**How to complete this task**
Omit the images and reproduce the rest of the entries exactly.
── Exercise inputs
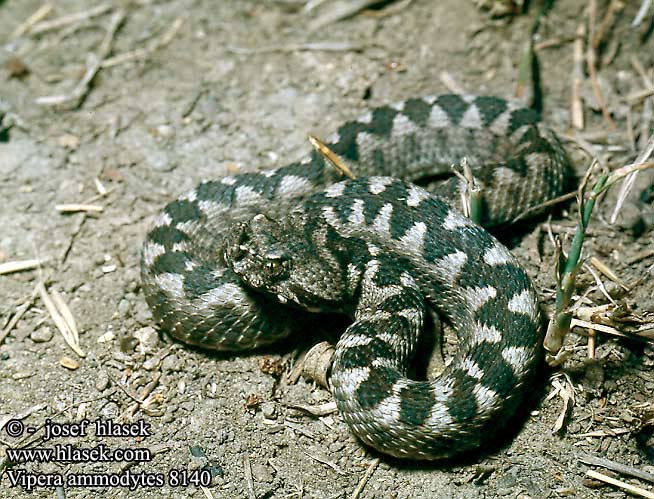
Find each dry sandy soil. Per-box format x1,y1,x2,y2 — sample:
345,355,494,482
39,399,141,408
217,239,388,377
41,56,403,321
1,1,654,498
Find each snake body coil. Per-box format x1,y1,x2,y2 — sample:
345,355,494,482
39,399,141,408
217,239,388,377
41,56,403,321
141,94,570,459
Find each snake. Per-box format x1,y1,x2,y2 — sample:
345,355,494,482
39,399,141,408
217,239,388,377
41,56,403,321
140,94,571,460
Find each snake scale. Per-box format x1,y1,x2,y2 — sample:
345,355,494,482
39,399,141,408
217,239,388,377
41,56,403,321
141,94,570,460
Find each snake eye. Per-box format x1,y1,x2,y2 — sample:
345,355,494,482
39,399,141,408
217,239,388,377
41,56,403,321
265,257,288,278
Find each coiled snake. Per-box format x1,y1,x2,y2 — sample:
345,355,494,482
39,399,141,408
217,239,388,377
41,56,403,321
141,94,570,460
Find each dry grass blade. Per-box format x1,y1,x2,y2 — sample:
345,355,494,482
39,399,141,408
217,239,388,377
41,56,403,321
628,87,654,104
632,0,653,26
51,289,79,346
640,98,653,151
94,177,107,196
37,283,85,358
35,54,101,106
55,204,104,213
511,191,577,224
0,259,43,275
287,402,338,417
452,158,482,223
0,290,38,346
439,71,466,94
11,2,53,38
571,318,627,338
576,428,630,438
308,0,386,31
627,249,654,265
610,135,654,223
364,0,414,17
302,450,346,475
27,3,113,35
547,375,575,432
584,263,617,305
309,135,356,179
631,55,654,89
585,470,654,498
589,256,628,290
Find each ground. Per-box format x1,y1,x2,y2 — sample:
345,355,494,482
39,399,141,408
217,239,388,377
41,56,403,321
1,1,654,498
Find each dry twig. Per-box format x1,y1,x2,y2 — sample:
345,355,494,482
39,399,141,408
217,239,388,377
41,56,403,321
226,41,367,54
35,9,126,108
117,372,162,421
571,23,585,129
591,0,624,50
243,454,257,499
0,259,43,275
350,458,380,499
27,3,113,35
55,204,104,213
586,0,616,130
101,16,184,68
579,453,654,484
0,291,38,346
────
**Finished task**
Find each dry sandy soil. Per-box format x1,y1,x2,y2 — sample:
345,355,494,482
39,399,141,408
217,239,388,377
41,56,403,321
1,1,654,498
Find each snake body coil. Per-box format x1,y1,x2,y2 — sample:
345,355,494,482
39,399,141,408
217,239,388,377
41,56,403,321
141,94,570,459
Find each snake. Per-box format x1,y1,x2,y2 — sample:
345,355,494,482
39,399,141,408
217,239,388,377
41,56,403,321
140,94,571,460
Find each snake scale. Per-box format x1,y1,x2,y2 — sample:
345,355,494,482
39,399,141,408
217,239,388,377
41,56,403,321
141,94,570,460
Find each snake eye. Per-box format x1,y1,x2,y2 — sample:
345,355,494,482
39,399,141,408
217,239,388,377
41,56,403,321
265,257,288,278
Find each coiled snake. Per-box format x1,y1,x2,y2 — sample:
345,355,494,482
39,399,141,408
217,239,388,377
41,56,403,321
141,94,570,460
Find each dry grass blade. Per-box format x1,y1,x2,y2 — sample:
345,355,494,482
39,399,141,408
217,239,388,377
41,56,403,321
628,87,654,104
632,0,653,26
51,289,79,346
640,98,653,151
94,177,107,196
37,283,85,358
35,54,101,106
55,204,104,213
511,191,577,224
0,259,43,275
287,402,338,417
452,158,482,223
0,290,38,346
439,71,466,94
11,2,53,38
571,318,627,338
576,428,630,438
308,0,386,31
627,249,654,265
610,135,654,223
364,0,414,17
302,450,346,475
27,3,113,35
547,375,575,432
584,263,617,305
309,135,356,179
631,55,654,89
585,470,654,498
589,256,628,290
Find each ground. Per-box format x1,y1,x2,y2 — sample:
345,355,494,482
39,399,141,408
217,239,388,377
41,56,403,321
1,1,654,498
Find each dry twig. Per-box format x1,y1,x2,y2 — sample:
345,355,494,482
39,399,141,408
217,239,388,377
41,56,403,321
226,41,367,54
35,9,126,108
117,372,162,421
571,23,585,129
591,0,624,50
243,454,257,499
0,259,43,275
350,458,380,499
27,3,113,35
55,204,104,213
586,0,616,130
101,16,184,68
579,453,654,484
0,291,38,346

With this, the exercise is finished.